#### Texto fornecido:
#####

O aumento das escolas militares densifica o embate entre a homogeneidade e o uso de vestes religiosas: O STF ainda é lacônico se a Constituição proíbe quebrar o padrão de unidade em prol das crenças?

segunda-feira, 7 de abril de 2025

Atualizado às 16:45

Muito além dos parâmetros dispostos nas escolas civis, as academias militares procuram disciplinar todos os trajes de seus colegiais para criar senso de unidade e irmandade entre os comuns. No entanto, em um país lastreado pela diversidade religiosa, pouco surpreende que alguns estudantes ousem desafiar as diretrizes, em benefício de exercer suas crenças em sua plenitude, desde o porte de simples objetos até subversão completa do traje militar.

#####

#### Material fornecido:
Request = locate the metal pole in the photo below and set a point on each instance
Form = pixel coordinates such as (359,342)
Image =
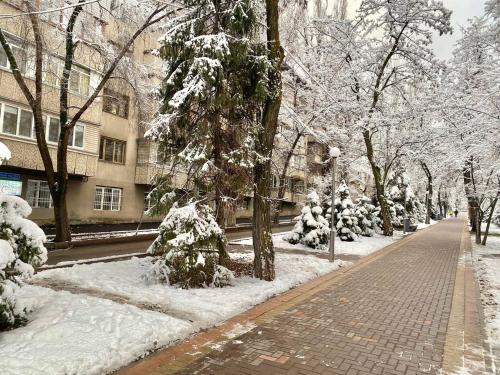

#####

#### Ações necessárias:
1 – Reproduza do texto sobre escolas militares tudo o que vai de "O aumento das" até "do traje militar.".
2 – No texto sobre escolas militares, o que as academias militares procuram disciplinar?
3 – Segundo o texto sobre escolas militares, por que pouco surpreende que alguns estudantes ousem desafiar as diretrizes? Responda em uma a três frases.

#### Respostas às tarefas:
1 –
O aumento das escolas militares densifica o embate entre a homogeneidade e o uso de vestes religiosas: O STF ainda é lacônico se a Constituição proíbe quebrar o padrão de unidade em prol das crenças?

segunda-feira, 7 de abril de 2025

Atualizado às 16:45

Muito além dos parâmetros dispostos nas escolas civis, as academias militares procuram disciplinar todos os trajes de seus colegiais para criar senso de unidade e irmandade entre os comuns. No entanto, em um país lastreado pela diversidade religiosa, pouco surpreende que alguns estudantes ousem desafiar as diretrizes, em benefício de exercer suas crenças em sua plenitude, desde o porte de simples objetos até subversão completa do traje militar.

2 – Todos os trajes de seus colegiais.

3 – Porque o país é lastreado pela diversidade religiosa. Esses estudantes desafiam as diretrizes em benefício de exercer suas crenças em sua plenitude.